== Text for analysis ==
Even though the decisions to cease to provide in-patient care to the defendant and to require her to leave plainly interfered with her right to respect for private and family life under article 8, the evidence demonstrated that the interference was justified to protect the rights of others who, unlike the defendant, needed in-patient treatment.
The decision to decline in-patient care did not discriminate against the defendant on the ground of her disabilities. The hospital had treated her in the same way as a patient with different disabilities or with none: on the basis of her clinical need for such care. To the extent that that was itself discrimination against those, like the defendant, whose disabilities made them perceive a need for things for which there was no objective need, the discrimination would be justified. In the context of a serious public health emergency, there was no prospect that a challenge based on article 14 could possibly succeed.

== Provided records ==

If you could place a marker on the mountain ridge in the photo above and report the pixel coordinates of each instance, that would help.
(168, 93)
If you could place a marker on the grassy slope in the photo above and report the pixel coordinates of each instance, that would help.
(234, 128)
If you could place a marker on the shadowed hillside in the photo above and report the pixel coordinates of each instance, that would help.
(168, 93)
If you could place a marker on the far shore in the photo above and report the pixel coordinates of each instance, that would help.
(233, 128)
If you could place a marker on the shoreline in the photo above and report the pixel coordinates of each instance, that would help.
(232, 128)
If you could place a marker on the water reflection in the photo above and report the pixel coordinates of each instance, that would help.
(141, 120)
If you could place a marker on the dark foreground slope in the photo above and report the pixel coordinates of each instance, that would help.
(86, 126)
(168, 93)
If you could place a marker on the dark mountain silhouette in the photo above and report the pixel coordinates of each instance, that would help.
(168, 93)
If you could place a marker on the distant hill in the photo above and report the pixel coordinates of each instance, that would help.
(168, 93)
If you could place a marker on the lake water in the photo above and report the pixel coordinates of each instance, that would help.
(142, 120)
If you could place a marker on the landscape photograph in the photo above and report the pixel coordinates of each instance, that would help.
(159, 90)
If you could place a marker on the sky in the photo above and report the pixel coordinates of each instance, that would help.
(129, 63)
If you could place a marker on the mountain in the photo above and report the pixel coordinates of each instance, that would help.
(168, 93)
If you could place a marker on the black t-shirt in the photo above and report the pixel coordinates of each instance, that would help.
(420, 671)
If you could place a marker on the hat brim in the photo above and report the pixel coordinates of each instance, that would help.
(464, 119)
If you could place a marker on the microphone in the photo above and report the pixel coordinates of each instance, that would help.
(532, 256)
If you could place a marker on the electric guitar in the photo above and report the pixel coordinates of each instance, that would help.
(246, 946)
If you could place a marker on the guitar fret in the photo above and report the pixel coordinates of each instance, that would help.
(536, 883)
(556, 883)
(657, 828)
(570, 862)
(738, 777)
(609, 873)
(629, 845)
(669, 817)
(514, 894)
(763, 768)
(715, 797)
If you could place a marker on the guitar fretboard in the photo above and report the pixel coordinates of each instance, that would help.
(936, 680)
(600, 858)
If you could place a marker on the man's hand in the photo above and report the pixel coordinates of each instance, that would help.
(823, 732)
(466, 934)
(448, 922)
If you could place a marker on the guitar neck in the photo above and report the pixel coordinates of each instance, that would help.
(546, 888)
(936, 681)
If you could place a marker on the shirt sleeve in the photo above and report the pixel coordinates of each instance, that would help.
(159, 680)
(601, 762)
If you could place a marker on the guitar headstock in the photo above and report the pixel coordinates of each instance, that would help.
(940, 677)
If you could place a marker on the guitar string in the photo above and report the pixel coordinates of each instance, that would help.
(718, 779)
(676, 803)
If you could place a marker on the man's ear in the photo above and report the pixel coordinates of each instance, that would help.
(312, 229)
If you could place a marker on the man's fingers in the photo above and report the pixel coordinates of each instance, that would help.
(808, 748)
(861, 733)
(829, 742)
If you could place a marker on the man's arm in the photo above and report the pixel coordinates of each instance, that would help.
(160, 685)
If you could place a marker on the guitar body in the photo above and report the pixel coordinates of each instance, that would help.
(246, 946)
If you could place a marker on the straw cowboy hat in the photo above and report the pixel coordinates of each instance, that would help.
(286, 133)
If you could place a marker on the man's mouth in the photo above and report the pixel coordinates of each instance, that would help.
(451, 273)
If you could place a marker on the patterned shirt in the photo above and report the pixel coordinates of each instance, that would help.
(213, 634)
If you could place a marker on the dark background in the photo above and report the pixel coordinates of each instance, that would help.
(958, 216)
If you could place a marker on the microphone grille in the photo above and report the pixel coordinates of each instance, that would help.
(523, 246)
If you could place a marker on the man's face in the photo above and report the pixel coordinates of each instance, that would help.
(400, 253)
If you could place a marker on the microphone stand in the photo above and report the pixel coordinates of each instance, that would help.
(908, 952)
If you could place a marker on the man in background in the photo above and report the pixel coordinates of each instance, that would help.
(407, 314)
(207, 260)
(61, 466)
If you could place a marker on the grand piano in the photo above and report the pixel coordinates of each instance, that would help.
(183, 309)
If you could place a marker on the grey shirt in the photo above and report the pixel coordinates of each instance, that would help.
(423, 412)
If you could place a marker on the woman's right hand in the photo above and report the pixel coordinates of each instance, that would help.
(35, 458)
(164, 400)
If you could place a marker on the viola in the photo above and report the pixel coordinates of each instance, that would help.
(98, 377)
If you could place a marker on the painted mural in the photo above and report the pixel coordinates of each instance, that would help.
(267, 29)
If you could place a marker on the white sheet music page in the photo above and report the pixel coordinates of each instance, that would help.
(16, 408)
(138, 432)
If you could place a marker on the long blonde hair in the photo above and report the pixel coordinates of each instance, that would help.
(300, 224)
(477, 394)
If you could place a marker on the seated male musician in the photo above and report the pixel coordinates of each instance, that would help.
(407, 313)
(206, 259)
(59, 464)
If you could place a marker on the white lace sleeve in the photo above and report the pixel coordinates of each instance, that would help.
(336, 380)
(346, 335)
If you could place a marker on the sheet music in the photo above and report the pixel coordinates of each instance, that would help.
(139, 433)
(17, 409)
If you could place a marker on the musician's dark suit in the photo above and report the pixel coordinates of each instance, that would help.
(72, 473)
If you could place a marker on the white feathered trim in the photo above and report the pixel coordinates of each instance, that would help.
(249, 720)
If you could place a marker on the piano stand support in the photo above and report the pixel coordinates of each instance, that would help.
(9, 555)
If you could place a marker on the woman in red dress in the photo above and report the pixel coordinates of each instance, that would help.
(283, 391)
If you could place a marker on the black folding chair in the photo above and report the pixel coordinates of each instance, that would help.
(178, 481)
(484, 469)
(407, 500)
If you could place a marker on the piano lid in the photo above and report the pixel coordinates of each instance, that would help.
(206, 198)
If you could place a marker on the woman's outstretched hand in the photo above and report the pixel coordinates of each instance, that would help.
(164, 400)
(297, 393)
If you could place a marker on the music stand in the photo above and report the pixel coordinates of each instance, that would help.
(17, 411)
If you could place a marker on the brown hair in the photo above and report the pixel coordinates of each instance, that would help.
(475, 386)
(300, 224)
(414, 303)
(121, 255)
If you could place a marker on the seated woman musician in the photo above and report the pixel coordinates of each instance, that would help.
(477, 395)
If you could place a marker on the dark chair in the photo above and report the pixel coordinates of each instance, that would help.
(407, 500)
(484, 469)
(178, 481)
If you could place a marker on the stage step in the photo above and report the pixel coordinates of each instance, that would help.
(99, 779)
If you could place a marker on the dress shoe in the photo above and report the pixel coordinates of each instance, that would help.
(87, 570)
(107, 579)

== Assigned task ==
Write what comes next in the passage on the hospital's decision to end the defendant's in-patient care, picking up after its final sentence.

== Output of the task ==
Compliance with the duty in section 149 of the 2010 Act was a matter of substance. The fact that there had been no express reference to that duty did not matter. Full attention had been paid to the defendant’s complex needs and every possible reasonable adjustment made. There was no arguable claim under the 2010 Act. Accordingly, the defendant had no sustainable public law defence to the claim.
(4) It was clear that there was no defence to the claimant’s case which inevitably skewed the balance of convenience in the claimant’s favour. But even if the defendant’s public law arguments had a real prospect of success, the ordinary balance of convenience would still fall decisively in the claimant’s favour. On the one hand, the consequence of relief being granted was that not that the defend would be left without care. On the other hand, in the context of the current public health emergency, the consequence of relief not being granted might be that another patient with a neurological condition might not be able to receive that care.
Simon Sinnatt (instructed by Hempsons) appeared for the claimant; Russell Holland (instructed by Direct Access) appeared for the defendant.